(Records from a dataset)
☆ ☆ ☆ ☆

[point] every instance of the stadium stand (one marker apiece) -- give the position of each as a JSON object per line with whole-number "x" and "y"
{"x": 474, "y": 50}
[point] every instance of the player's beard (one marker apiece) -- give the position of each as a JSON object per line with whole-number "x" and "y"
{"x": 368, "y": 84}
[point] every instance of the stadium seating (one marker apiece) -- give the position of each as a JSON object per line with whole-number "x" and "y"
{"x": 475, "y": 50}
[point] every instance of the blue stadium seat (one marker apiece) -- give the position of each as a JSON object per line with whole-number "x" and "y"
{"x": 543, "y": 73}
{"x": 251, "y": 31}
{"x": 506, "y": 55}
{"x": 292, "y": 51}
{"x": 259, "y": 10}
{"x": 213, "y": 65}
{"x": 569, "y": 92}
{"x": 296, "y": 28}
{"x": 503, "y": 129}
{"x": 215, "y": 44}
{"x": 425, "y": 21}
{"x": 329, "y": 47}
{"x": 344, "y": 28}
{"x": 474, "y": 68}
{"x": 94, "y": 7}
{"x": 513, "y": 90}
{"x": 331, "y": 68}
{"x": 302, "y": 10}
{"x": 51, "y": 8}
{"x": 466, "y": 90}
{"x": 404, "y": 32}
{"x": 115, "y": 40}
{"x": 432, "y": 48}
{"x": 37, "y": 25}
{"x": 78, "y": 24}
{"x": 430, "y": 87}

☆ ☆ ☆ ☆

Give again only the lines starting at the one that contains "[point] every instance of the stadium seating" and running to the end of the data.

[point] every instance of the stadium seating (one marker apiece) -- give the position of each as a JSON object per line with whole-number "x" and "y"
{"x": 475, "y": 50}
[point] every instance of the blue stadium seat (one marker apiece) -- give the position of each as a JSON object per line with whole-number "x" and "y"
{"x": 543, "y": 73}
{"x": 251, "y": 31}
{"x": 506, "y": 55}
{"x": 292, "y": 51}
{"x": 259, "y": 10}
{"x": 213, "y": 65}
{"x": 569, "y": 92}
{"x": 296, "y": 28}
{"x": 503, "y": 129}
{"x": 215, "y": 44}
{"x": 425, "y": 21}
{"x": 329, "y": 47}
{"x": 344, "y": 28}
{"x": 474, "y": 68}
{"x": 94, "y": 7}
{"x": 513, "y": 90}
{"x": 331, "y": 68}
{"x": 302, "y": 10}
{"x": 51, "y": 8}
{"x": 466, "y": 90}
{"x": 404, "y": 32}
{"x": 115, "y": 40}
{"x": 432, "y": 48}
{"x": 37, "y": 25}
{"x": 78, "y": 24}
{"x": 430, "y": 87}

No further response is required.